→ WHAT IS EXPECTED: Rewrite all the material below, swapping every "drill" for "exercise" and keeping everything else the same.
╭──
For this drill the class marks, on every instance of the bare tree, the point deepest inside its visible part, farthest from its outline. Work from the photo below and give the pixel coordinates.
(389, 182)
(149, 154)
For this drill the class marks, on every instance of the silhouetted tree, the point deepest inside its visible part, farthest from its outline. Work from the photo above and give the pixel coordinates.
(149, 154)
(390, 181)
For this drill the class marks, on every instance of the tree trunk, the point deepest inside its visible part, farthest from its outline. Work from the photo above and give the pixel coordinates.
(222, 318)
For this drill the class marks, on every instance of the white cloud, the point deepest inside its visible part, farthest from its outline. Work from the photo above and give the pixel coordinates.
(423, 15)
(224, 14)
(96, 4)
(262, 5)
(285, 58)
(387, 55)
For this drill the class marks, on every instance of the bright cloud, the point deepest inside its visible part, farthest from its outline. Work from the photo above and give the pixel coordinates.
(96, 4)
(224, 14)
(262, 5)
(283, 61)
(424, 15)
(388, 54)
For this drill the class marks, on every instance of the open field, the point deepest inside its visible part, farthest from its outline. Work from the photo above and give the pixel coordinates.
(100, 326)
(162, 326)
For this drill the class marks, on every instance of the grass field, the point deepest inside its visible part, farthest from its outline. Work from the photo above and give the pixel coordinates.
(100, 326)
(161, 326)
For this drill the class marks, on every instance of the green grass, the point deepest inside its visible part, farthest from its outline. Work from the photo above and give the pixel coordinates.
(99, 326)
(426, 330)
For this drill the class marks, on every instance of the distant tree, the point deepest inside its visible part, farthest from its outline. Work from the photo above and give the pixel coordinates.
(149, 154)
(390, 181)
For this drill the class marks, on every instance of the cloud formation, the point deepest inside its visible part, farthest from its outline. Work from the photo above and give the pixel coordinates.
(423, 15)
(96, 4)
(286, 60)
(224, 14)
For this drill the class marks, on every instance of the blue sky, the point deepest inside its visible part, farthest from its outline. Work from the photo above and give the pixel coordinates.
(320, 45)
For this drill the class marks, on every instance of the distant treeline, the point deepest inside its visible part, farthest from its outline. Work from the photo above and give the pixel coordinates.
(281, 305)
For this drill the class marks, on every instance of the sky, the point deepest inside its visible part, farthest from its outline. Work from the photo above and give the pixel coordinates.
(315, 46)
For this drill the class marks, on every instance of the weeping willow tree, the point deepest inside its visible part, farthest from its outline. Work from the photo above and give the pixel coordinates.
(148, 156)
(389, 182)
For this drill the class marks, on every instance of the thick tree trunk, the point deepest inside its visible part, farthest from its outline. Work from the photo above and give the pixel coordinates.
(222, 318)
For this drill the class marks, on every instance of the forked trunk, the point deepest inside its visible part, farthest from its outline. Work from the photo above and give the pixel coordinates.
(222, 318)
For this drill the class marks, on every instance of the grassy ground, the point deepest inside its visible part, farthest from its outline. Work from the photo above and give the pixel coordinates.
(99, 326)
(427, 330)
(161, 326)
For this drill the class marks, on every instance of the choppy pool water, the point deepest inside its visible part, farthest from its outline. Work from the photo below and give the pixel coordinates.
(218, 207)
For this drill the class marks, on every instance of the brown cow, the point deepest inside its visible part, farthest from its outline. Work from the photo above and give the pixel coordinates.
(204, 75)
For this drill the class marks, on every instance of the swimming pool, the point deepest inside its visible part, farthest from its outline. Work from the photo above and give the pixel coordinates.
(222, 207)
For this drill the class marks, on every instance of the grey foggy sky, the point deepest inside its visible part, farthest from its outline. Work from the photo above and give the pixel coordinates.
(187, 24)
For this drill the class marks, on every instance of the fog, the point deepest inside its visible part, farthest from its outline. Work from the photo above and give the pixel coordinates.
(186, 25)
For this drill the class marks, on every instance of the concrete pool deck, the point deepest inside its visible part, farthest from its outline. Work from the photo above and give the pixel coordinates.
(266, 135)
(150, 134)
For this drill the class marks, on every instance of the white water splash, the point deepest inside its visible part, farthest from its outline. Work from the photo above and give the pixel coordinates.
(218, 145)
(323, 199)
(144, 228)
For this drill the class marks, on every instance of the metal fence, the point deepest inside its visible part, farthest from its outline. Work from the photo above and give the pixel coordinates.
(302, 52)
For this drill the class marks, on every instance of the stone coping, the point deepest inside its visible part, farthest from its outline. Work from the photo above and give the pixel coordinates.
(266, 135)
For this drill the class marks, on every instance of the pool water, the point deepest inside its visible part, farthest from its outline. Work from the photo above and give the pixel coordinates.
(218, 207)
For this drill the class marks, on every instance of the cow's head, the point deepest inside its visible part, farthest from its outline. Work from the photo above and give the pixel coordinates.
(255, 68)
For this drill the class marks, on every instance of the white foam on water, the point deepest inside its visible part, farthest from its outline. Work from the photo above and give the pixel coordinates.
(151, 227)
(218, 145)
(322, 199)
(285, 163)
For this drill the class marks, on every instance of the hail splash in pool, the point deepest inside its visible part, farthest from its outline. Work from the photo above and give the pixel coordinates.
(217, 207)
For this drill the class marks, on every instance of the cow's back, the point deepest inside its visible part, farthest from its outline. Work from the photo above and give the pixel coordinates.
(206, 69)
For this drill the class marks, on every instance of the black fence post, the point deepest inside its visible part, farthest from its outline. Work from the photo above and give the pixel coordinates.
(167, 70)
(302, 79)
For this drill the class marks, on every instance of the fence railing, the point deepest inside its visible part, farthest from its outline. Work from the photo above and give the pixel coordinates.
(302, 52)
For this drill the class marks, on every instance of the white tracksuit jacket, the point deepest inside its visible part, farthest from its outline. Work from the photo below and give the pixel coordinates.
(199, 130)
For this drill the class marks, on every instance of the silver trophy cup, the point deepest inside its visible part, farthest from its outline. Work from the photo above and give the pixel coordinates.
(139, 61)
╰──
→ THE COMPLETED TASK:
For this exercise the class marks, on every instance of the bare tree, the point deepest inside its visible part, farthest from its outline. Work from the photo below and give the pixel coordinates.
(389, 182)
(149, 154)
For this exercise the class marks, on every instance of the silhouetted tree, the point deepest inside its visible part, farthest from its outline. Work from the photo above and give the pixel coordinates.
(149, 154)
(390, 181)
For this exercise the class marks, on every instance of the tree trunk, the point deepest inside its visible part, farthest from its outline. Work from the photo above and give the pixel coordinates.
(222, 318)
For this exercise the class marks, on every instance of the white cloud, the point deepest inside its visible part, farthest from its outline. Work from the photo above and give the pixel coordinates.
(423, 15)
(224, 14)
(96, 4)
(262, 5)
(285, 58)
(387, 55)
For this exercise the class marks, on every instance of the bright cloud, the point deepest inside its visible part, farthest from its outline. Work from the photo above and give the pixel coordinates.
(96, 4)
(224, 14)
(262, 5)
(283, 61)
(424, 15)
(388, 54)
For this exercise the class marks, on every instance of the open field, the point deepest inside its visible part, farthest from its outline. Work from the photo above and give the pixel coordinates.
(100, 326)
(162, 326)
For this exercise the class marks, on every instance of the grass field, the point deepest inside its visible part, farthest from its outline. Work from the photo above and give the pixel coordinates.
(100, 326)
(161, 326)
For this exercise the class marks, on every instance of the green grass, the point deepest inside its visible part, farthest from its outline. Work from the photo above and give the pixel coordinates.
(99, 326)
(426, 330)
For this exercise the class marks, on every instance of the distant tree, the point deepest inside its visible part, farthest from its outline. Work from the photo above and give the pixel coordinates.
(149, 154)
(390, 181)
For this exercise the class marks, on every instance of the cloud formation, the point deepest inside its visible part, farthest from its outline. Work from the photo above and give the pixel coordinates.
(423, 15)
(96, 4)
(286, 60)
(224, 14)
For this exercise the class marks, on every instance of the blue sky, the point deepest inside its visible part, farthest from its outline. Work from the photo above and give the pixel coordinates.
(320, 45)
For this exercise the class marks, on every instance of the distant treeline, the point deepest inside its visible part, farthest from its outline. Work from the photo above and give the pixel coordinates.
(281, 305)
For this exercise the class marks, on every instance of the sky, the point deepest inside its visible part, farthest from its outline. Work from the photo above and give the pixel coordinates.
(315, 46)
For this exercise the class marks, on every instance of the weeping willow tree, the point deepest inside its visible part, farthest from its outline. Work from the photo above and give the pixel coordinates.
(148, 156)
(389, 182)
For this exercise the class marks, on every instance of the thick tree trunk, the point deepest inside its visible part, farthest from its outline. Work from the photo above and give the pixel coordinates.
(222, 318)
For this exercise the class marks, on every instance of the forked trunk, the point deepest inside its visible part, farthest from its outline. Work from the photo above and give the pixel coordinates.
(222, 318)
For this exercise the class marks, on every instance of the grassy ground, the point deepest inside its visible part, farthest from its outline. Work from the photo above and give the pixel coordinates.
(99, 326)
(427, 330)
(161, 326)
For this exercise the class marks, on every instance of the choppy pool water, the point deepest inside its visible part, farthest from its outline. Work from the photo below and give the pixel coordinates.
(218, 207)
For this exercise the class marks, on every instance of the brown cow, the point deepest inside its visible part, farthest from its outline. Work from the photo above and give the pixel coordinates.
(204, 75)
For this exercise the class marks, on every instance of the swimming pool, the point deepest inside its visible part, farthest from its outline. Work from the photo above and give the pixel coordinates.
(222, 207)
For this exercise the class marks, on every instance of the grey foggy sky, the point deepest inside its visible part, farthest from its outline. Work from the photo above and give the pixel coordinates.
(187, 24)
For this exercise the class marks, on every instance of the fog, the point deepest inside its visible part, farthest from its outline. Work from the photo above and give the pixel coordinates.
(186, 25)
For this exercise the class marks, on every instance of the concrete pool deck, the point deepest inside its visible part, farthest from its outline. Work from the photo above and give the pixel coordinates.
(266, 135)
(150, 134)
For this exercise the class marks, on every instance of the white water splash, the point deepest inside its visible part, farthest from its outline. Work from the photo above and give the pixel coordinates.
(218, 145)
(323, 199)
(144, 228)
For this exercise the class marks, on every instance of the metal fence, the point deepest inside its visible part, farthest from its outline. Work from the photo above and give the pixel coordinates.
(302, 52)
For this exercise the class marks, on every instance of the stone coping, the point deepest inside its visible part, farthest from its outline. Work from the photo above and give the pixel coordinates.
(266, 135)
For this exercise the class marks, on every instance of the pool water, the point deepest inside its visible part, farthest from its outline. Work from the photo above and give the pixel coordinates.
(218, 207)
For this exercise the class marks, on every instance of the cow's head, the point deepest inside its visible part, farthest from its outline. Work from the photo above and give the pixel coordinates.
(255, 68)
For this exercise the class marks, on every instance of the white foam on water, the point deepest inside its visible part, farthest from its outline. Work from the photo above and give the pixel coordinates.
(151, 227)
(218, 145)
(322, 199)
(285, 163)
For this exercise the class marks, on every instance of the hail splash in pool, the point deepest inside its visible part, farthest from its outline. Work from the photo above and give the pixel coordinates.
(217, 207)
For this exercise the class marks, on every instance of the cow's back, the point deepest inside its visible part, farthest from its outline. Work from the photo above and give the pixel coordinates.
(206, 69)
For this exercise the class marks, on every instance of the black fence post, the point deepest inside its visible part, farthest from its outline. Work from the photo above and give the pixel coordinates.
(167, 70)
(302, 79)
For this exercise the class marks, on every instance of the fence railing, the point deepest inside its visible part, farthest from its outline. Work from the photo above and give the pixel coordinates.
(302, 52)
For this exercise the class marks, on every instance of the white tracksuit jacket, the point deepest inside its visible part, farthest from its outline. Work from the photo below and give the pixel coordinates.
(199, 130)
For this exercise the class marks, on every instance of the silver trophy cup, the point deepest inside its visible part, farthest from its outline. Work from the photo above and give the pixel coordinates.
(139, 61)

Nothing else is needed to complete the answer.